--- Begin Provided data ---
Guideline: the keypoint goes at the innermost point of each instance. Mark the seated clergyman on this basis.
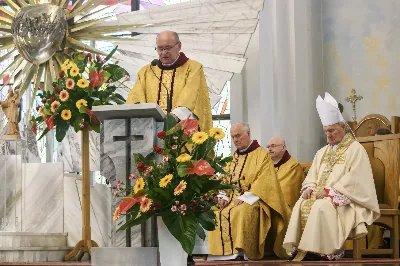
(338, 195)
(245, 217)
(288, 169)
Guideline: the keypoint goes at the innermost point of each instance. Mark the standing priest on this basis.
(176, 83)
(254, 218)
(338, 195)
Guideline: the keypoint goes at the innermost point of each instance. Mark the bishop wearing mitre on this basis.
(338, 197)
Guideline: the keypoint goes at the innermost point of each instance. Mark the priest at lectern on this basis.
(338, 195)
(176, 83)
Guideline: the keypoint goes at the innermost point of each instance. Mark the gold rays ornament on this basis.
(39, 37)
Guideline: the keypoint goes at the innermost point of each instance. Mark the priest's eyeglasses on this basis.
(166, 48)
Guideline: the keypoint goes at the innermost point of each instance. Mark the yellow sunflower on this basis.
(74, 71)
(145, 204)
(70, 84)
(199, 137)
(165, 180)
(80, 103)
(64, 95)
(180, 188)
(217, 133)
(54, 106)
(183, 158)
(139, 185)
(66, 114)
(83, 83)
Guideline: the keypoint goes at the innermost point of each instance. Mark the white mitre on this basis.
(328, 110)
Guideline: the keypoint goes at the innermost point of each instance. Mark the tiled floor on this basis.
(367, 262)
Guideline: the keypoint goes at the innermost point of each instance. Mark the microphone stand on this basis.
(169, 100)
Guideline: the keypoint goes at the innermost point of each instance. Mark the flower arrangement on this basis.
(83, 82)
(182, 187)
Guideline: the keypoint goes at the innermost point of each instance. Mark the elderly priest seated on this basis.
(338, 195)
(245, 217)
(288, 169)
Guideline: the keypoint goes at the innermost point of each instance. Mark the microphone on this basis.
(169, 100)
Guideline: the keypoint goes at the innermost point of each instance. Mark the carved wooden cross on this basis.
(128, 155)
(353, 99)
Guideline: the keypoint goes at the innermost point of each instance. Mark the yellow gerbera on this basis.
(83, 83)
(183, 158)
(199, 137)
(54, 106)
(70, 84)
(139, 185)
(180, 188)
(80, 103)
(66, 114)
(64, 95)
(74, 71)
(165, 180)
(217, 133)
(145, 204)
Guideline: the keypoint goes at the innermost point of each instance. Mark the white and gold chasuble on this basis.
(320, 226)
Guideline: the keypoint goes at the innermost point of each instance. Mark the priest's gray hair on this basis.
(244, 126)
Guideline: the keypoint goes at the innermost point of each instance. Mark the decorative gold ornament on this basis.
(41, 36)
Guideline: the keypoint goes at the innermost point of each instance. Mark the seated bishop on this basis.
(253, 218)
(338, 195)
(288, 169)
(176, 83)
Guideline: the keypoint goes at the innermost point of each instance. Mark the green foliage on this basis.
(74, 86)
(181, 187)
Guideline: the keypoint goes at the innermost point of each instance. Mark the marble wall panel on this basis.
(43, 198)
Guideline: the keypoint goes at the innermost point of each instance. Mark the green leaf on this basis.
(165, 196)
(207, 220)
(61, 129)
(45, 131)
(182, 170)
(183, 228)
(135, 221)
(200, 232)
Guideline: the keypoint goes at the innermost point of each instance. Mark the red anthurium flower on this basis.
--- End Provided data ---
The listing above must be printed again exactly, minus its pictures.

Guideline: the keypoint goes at the innermost point of each instance. Mark the seated clergyman on this basis.
(338, 195)
(245, 217)
(288, 169)
Guideline: the keypoint goes at the innermost point of each instance. Mark the standing priest on this basis.
(176, 83)
(254, 218)
(338, 195)
Guideline: the keypoint goes at the innermost point of each instance. Mark the bishop wearing mitre on this basis.
(338, 197)
Guideline: the keypoint goes at the innermost point of each instance. Mark the priest at lectern on this basis.
(338, 195)
(176, 83)
Guideline: the keypoint goes at the innermost point of each instance. Mark the gold rays ornament on this basis.
(39, 37)
Guideline: the keypoint goes at the innermost point of each instance. Mark the priest's eyeglasses on this basis.
(166, 48)
Guideline: the keypoint goes at the innermost point of each instance. Mark the yellow sunflower on this basis.
(74, 71)
(145, 204)
(70, 84)
(199, 137)
(165, 180)
(80, 103)
(64, 95)
(180, 188)
(217, 133)
(54, 106)
(183, 158)
(139, 185)
(66, 114)
(83, 83)
Guideline: the keypoint goes at the innermost point of each instance. Mark the white mitre on this basis.
(328, 110)
Guideline: the keypoint goes at the innermost point of each instance. Mark the tiled floor on this basis.
(367, 262)
Guideline: the keypoint goes at the innermost point of each instance. Mark the microphone stand on this basis.
(169, 100)
Guideline: the keypoint goes at the innermost point of each instance. Mark the flower arrangement on this basis.
(83, 82)
(182, 187)
Guideline: the keypoint goes at the innermost point of each instance. Mark the elderly priest seated on this basis.
(338, 195)
(245, 217)
(288, 169)
Guideline: the keypoint goes at the innermost point of each instance. Mark the microphone on this basis.
(169, 100)
Guideline: the keypoint goes at the innermost point of each instance. Mark the carved wooden cross on this basis.
(128, 155)
(353, 99)
Guideline: the keypoint goes at the innermost point of each instance. Mark the yellow gerbera on this basis.
(83, 83)
(183, 158)
(199, 137)
(54, 106)
(70, 84)
(139, 185)
(180, 188)
(80, 103)
(66, 114)
(64, 95)
(74, 71)
(165, 180)
(217, 133)
(145, 204)
Guideline: the keypoint goes at the innermost point of each instance. Mark the white and gold chasuble on this basis.
(320, 226)
Guideline: the keypoint goes at the innermost point of each instance. Mark the priest's gray hair on this basis.
(244, 126)
Guideline: the keypoint goes at the innermost point of each instance. Mark the decorative gold ornament on this basis.
(41, 36)
Guideline: the keypoint goes at the innermost point of each instance. Mark the seated bishop on this basis.
(253, 218)
(338, 195)
(288, 169)
(176, 83)
Guideline: the keypoint goes at the innermost point of each instance. Mark the green foliage on this basis.
(74, 86)
(181, 187)
Guideline: the keypoint goes at the innermost point of each instance. Mark the marble wall panel on this basis.
(43, 198)
Guideline: the keypoint goes at the innermost point of each instance. Mark the green leaf on this basis.
(165, 196)
(207, 220)
(61, 129)
(45, 131)
(182, 170)
(183, 228)
(135, 221)
(200, 232)
Guideline: the keypoint goes at the innermost point of each instance. Mark the red anthurium flower on this basis.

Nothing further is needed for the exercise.